◆ AVAILABLE DATA ◆
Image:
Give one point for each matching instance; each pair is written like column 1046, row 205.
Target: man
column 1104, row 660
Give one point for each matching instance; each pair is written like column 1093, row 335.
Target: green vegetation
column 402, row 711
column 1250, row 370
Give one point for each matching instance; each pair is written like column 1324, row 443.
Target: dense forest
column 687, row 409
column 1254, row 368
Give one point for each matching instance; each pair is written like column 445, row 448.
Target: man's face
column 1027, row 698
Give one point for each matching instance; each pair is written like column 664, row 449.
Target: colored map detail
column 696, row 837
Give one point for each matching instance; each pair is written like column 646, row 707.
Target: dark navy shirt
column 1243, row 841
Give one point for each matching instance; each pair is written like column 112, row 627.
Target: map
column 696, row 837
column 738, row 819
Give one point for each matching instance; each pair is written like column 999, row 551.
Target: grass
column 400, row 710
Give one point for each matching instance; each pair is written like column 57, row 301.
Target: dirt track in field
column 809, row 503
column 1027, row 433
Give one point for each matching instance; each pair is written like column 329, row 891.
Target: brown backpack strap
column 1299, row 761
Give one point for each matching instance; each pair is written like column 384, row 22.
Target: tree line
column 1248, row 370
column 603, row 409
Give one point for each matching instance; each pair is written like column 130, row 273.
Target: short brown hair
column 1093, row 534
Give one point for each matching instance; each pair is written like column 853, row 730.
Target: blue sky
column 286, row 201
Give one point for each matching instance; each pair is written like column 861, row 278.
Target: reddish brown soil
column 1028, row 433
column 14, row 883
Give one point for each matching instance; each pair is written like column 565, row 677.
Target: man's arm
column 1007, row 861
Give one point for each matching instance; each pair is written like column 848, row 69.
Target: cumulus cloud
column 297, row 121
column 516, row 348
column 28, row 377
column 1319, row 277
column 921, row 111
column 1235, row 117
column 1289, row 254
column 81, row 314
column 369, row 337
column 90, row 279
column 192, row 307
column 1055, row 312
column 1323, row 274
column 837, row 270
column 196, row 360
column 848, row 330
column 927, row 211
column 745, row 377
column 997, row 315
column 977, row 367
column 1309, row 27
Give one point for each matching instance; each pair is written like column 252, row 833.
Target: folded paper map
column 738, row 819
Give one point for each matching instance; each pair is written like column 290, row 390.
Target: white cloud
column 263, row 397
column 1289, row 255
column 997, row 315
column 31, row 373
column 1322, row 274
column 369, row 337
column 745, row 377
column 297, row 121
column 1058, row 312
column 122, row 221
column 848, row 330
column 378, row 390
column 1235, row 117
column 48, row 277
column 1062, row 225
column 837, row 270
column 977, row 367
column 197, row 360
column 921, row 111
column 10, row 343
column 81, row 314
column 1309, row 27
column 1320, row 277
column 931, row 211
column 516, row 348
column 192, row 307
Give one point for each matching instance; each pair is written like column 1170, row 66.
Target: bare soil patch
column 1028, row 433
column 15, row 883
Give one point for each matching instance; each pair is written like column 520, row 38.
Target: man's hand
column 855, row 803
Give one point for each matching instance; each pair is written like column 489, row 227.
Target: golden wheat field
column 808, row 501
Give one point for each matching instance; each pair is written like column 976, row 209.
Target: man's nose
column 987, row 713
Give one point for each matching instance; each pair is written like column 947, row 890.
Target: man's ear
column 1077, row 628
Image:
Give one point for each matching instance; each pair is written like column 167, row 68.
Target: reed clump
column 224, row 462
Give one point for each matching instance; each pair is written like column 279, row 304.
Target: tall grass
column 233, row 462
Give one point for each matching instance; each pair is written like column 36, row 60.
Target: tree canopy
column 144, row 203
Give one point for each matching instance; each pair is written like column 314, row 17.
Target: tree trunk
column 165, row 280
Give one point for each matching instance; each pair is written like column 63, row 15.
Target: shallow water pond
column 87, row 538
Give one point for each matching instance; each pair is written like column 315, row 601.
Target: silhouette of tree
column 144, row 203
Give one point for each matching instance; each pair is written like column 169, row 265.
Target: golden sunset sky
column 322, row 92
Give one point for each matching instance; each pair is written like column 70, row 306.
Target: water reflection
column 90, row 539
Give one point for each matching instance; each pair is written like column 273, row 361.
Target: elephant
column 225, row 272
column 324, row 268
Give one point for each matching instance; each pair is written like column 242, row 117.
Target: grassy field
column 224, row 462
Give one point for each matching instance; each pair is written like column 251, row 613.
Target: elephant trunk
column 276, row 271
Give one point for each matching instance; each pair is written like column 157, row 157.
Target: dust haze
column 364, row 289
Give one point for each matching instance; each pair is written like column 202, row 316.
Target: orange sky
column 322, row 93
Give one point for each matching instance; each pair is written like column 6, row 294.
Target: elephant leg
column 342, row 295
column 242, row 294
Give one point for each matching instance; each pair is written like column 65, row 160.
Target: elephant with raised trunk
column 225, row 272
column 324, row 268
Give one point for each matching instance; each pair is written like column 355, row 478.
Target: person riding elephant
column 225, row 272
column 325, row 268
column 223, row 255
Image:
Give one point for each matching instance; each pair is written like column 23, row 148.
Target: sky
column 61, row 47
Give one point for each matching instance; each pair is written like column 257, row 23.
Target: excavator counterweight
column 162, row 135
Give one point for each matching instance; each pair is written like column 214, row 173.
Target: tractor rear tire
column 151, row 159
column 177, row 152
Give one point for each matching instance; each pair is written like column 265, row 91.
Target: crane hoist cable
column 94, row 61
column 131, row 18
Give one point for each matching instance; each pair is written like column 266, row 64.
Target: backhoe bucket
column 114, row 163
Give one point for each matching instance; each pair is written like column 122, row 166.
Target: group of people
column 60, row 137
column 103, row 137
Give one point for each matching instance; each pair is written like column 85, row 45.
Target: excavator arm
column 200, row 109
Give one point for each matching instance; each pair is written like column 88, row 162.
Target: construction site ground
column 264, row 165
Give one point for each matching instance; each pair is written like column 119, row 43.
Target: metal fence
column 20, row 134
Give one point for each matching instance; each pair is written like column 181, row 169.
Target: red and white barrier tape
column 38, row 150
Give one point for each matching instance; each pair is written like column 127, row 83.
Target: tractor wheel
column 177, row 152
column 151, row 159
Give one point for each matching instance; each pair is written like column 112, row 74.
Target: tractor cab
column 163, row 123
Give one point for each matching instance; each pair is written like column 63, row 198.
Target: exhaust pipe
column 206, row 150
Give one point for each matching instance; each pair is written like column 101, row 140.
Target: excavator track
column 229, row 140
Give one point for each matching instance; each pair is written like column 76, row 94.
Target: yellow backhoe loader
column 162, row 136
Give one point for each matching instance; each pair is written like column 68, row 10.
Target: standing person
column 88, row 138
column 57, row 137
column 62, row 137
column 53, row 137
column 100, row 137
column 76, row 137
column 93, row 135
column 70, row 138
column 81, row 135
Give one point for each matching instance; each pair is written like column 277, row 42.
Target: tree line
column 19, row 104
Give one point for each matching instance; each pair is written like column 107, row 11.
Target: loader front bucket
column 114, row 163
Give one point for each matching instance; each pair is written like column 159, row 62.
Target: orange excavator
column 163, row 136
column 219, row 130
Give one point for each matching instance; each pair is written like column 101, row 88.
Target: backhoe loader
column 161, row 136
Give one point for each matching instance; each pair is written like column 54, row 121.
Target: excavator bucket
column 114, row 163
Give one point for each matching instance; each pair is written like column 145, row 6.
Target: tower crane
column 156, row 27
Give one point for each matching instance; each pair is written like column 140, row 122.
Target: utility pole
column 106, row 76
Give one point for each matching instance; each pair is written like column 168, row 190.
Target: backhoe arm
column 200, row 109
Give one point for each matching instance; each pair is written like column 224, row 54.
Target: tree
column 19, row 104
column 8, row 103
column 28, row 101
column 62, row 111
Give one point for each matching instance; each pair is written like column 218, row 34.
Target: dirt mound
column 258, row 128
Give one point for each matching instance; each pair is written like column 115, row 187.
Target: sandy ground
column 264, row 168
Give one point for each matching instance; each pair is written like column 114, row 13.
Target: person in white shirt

◆ EXERCISE AIM ◆
Begin at the line that has "Target: green vegetation" in the entries above; stop after the line that has "646, row 707.". Transcribe exactly those lines and no others.

◆ ANSWER TO THIS EXERCISE ◆
Target: green vegetation
column 402, row 711
column 1250, row 370
Give one point for each matching instance; each pair is written like column 1324, row 443.
Target: dense forest
column 687, row 409
column 1254, row 368
Give one point for each matching instance; each pair is written like column 445, row 448.
Target: man's face
column 1027, row 698
Give one point for each matching instance; each pair is written like column 664, row 449.
Target: colored map detail
column 696, row 837
Give one point for each matching instance; each pair is written like column 646, row 707.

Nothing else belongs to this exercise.